(Beginning of TASK MATERIAL)
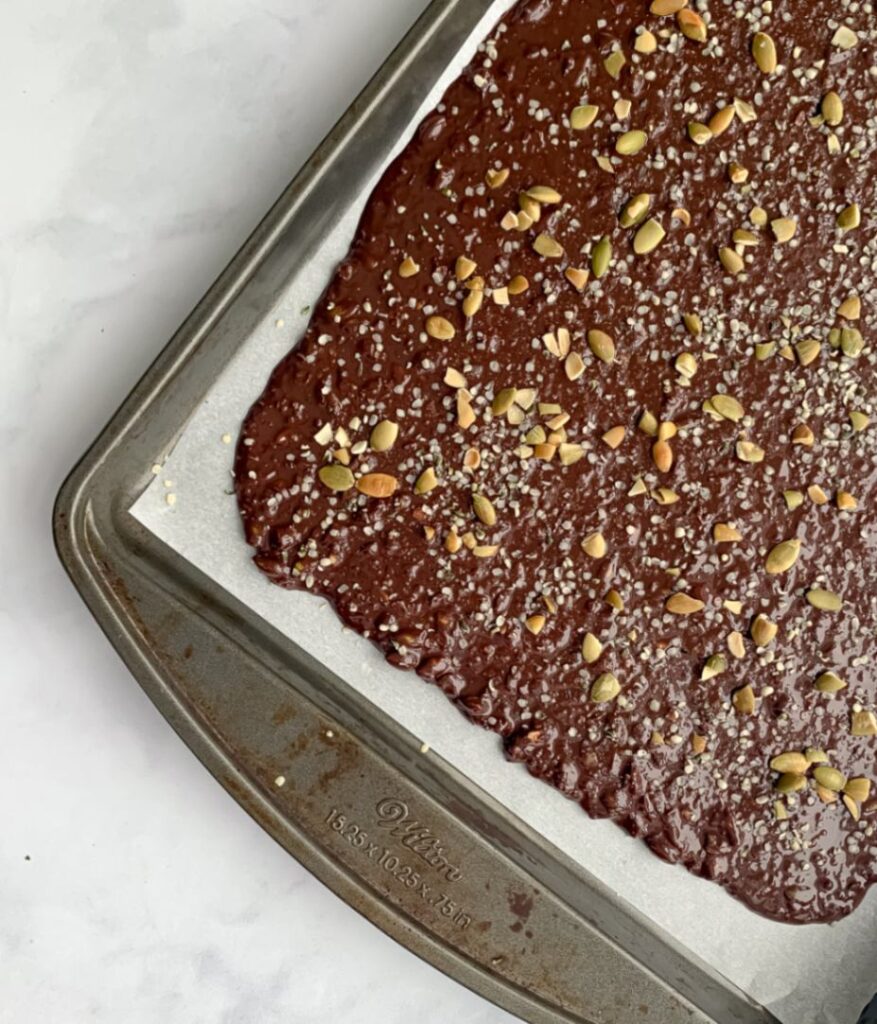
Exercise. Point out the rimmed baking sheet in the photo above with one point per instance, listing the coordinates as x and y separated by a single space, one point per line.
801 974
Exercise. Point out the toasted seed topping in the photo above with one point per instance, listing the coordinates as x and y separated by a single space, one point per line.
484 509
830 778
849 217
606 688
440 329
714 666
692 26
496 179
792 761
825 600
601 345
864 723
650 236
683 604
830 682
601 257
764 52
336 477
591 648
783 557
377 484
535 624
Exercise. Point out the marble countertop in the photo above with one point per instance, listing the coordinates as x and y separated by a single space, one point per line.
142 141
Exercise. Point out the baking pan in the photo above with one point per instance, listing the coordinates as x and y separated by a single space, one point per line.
(End of TASK MATERIAL)
Starting at the line with "Exercise. Point out the toasted", restate every line word for word through the end of the listing above.

Exercise. Point out the toasted seed topping in the photo above with one point per instance, listing the coordinates as x and y separated by a single space, one point per line.
484 509
830 778
849 217
606 688
440 329
714 666
692 26
496 179
792 761
825 600
601 345
864 723
650 236
683 604
830 682
601 257
764 52
336 477
591 648
783 557
377 484
535 624
Exercise. Point out the marble countertop in the photo above with one point per instance, listing the coordinates as x and y separated by a single space, one point per line.
142 141
Exercise. Point out the baking pan in the photo above with one point per instance, listing the coordinates as x and y separated by a single space, one point per line.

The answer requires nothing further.